#### Exercise brief
Copy out only the stretch of rows below that opens with the line containing "the white wall" and closes with the line containing "[0,319,229,480]", substituting "timber paneling" for "wooden slat paneling" and changing nothing else.

#### Exercise data
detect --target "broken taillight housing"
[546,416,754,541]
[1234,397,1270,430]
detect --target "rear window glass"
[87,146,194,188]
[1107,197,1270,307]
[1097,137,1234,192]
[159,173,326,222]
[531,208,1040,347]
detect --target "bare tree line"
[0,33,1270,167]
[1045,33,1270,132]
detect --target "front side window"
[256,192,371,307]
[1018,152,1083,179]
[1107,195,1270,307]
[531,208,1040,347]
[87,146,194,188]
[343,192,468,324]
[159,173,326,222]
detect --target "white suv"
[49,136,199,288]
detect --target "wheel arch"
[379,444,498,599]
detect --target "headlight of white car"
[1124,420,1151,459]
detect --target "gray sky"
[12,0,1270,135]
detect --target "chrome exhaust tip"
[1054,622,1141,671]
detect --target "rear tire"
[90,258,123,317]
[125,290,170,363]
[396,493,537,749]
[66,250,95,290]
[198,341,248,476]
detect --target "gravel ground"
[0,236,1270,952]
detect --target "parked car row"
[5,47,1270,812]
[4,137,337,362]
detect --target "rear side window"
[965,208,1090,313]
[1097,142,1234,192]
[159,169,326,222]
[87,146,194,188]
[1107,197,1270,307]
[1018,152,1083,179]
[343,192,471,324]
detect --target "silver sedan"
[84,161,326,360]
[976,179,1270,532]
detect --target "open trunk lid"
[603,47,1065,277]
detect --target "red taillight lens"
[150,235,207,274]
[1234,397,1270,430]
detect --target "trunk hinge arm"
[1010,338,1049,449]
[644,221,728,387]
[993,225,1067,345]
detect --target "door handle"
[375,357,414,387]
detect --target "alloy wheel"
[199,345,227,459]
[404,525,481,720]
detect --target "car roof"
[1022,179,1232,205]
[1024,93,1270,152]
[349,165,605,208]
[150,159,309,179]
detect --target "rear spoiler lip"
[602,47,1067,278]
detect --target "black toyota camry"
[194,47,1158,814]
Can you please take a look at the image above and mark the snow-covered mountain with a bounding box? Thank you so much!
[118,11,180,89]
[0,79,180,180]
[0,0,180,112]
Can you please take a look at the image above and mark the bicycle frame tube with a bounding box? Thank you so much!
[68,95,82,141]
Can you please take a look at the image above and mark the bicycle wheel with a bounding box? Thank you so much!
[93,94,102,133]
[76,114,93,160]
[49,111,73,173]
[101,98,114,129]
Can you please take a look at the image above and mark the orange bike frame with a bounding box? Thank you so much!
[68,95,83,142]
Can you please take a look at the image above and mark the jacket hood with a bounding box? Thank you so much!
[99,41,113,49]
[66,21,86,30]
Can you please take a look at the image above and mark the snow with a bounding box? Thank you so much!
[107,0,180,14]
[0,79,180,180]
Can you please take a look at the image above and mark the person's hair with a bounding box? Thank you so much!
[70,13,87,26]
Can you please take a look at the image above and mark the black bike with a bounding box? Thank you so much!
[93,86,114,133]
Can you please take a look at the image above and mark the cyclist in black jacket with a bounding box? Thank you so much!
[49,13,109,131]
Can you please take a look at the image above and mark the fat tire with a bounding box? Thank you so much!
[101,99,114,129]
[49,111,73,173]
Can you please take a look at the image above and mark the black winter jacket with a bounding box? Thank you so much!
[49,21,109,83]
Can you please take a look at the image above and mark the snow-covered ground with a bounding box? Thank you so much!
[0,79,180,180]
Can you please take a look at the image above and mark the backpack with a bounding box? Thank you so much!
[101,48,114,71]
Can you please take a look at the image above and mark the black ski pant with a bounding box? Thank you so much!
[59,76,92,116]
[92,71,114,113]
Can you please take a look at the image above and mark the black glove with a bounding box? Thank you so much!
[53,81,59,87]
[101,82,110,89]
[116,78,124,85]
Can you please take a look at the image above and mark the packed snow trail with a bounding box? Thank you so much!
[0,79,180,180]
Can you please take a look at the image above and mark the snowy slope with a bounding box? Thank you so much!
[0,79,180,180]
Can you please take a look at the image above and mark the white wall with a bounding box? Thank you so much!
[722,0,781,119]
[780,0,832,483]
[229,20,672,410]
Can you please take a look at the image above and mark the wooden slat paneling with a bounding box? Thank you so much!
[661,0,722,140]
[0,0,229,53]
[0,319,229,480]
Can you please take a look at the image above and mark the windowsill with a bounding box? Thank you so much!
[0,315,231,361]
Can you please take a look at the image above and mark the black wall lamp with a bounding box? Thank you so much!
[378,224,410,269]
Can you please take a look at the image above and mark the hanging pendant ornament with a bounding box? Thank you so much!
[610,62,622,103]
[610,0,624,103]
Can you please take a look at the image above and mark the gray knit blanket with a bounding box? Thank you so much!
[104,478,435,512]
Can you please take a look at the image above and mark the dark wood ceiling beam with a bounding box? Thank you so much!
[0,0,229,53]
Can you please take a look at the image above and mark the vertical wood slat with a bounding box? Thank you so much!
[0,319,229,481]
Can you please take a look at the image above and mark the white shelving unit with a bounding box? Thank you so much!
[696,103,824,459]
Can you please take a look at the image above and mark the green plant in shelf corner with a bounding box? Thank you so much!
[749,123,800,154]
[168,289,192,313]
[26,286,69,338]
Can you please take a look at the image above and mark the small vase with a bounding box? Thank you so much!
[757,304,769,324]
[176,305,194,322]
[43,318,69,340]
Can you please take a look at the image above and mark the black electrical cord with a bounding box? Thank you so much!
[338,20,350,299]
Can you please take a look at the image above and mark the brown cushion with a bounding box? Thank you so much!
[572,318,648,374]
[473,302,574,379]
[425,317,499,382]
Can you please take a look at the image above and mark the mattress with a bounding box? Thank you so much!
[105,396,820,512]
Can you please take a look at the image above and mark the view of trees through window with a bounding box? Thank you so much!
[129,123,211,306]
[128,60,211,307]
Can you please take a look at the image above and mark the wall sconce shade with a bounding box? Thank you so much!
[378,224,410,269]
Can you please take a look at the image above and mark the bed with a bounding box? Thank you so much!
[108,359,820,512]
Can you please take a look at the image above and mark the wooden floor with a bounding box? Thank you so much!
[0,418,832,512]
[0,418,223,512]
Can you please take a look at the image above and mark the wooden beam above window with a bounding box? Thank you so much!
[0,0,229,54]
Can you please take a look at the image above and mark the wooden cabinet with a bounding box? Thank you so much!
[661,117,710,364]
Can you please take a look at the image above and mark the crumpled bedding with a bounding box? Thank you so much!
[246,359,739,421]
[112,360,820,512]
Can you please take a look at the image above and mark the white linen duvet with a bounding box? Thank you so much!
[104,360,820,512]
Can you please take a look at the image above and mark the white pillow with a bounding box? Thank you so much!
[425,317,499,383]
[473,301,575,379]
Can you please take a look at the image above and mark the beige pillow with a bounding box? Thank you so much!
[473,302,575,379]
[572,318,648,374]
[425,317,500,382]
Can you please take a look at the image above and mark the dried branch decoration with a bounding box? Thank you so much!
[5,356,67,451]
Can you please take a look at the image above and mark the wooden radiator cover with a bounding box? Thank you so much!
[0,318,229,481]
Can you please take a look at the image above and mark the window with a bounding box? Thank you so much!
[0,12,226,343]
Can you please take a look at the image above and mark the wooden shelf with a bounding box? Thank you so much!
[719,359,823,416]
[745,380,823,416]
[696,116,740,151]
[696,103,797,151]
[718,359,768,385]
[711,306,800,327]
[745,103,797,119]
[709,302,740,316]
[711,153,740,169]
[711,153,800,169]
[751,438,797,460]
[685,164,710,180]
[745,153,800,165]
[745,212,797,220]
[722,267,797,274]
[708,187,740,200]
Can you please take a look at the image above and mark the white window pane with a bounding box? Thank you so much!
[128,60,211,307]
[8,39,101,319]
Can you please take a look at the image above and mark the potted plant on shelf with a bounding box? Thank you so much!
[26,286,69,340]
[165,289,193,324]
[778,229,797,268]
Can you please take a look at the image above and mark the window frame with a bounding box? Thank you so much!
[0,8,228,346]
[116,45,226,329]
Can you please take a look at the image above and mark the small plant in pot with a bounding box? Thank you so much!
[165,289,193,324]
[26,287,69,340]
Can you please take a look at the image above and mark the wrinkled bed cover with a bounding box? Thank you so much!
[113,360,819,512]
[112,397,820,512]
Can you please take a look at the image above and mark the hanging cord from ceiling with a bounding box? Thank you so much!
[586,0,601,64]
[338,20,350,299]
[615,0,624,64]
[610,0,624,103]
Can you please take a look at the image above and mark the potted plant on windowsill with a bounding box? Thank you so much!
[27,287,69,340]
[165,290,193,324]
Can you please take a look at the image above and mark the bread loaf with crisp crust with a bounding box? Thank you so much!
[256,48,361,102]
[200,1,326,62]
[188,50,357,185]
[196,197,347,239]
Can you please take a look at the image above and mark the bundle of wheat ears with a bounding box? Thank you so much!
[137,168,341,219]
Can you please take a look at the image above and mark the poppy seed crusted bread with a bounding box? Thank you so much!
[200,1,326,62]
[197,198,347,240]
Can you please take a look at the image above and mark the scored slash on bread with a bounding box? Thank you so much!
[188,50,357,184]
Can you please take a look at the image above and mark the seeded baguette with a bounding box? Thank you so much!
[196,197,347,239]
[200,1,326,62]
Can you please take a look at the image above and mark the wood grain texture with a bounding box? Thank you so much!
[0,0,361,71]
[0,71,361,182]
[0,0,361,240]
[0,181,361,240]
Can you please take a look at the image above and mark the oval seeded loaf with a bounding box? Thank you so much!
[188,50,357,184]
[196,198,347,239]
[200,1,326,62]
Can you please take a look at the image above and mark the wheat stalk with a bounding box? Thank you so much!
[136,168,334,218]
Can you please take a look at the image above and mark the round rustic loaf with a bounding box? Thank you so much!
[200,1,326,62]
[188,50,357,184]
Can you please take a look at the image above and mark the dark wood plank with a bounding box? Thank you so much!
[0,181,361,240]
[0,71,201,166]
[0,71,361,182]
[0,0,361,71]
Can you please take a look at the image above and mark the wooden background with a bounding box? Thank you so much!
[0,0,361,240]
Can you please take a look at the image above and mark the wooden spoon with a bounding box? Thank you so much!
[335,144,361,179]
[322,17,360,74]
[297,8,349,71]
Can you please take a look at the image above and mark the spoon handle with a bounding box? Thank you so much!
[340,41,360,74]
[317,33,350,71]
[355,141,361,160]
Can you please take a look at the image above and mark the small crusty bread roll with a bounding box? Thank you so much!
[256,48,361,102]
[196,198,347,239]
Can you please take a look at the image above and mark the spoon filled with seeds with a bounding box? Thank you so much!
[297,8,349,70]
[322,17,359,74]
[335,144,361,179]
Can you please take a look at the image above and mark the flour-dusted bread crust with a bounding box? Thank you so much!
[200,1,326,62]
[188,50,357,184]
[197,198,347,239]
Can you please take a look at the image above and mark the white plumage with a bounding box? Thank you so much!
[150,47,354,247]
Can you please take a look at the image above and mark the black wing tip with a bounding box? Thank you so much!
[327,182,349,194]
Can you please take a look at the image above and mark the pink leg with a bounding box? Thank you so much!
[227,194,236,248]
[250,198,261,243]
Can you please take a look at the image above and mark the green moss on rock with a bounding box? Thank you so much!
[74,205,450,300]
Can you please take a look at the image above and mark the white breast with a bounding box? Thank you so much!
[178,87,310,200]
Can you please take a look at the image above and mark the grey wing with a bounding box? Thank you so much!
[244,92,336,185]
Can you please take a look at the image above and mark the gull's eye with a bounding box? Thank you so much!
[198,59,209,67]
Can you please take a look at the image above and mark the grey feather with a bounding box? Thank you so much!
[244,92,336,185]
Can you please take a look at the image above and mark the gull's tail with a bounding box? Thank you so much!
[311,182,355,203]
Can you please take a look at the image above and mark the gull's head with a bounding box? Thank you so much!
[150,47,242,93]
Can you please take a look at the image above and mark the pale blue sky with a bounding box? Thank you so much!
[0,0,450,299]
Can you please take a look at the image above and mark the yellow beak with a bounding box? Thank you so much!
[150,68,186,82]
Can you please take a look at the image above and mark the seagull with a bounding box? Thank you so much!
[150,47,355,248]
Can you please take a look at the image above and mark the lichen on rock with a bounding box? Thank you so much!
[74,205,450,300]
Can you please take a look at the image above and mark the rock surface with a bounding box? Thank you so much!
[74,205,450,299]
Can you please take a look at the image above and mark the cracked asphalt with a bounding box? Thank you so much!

#### Result of this task
Can you please take a look at the image above and mark the white wall with a bounding box? Thank you so much!
[722,0,781,119]
[780,0,832,483]
[229,20,672,410]
Can you please take a look at the image above and mark the timber paneling with a bounding box? Thank you so much!
[661,0,722,140]
[0,0,229,53]
[0,319,229,480]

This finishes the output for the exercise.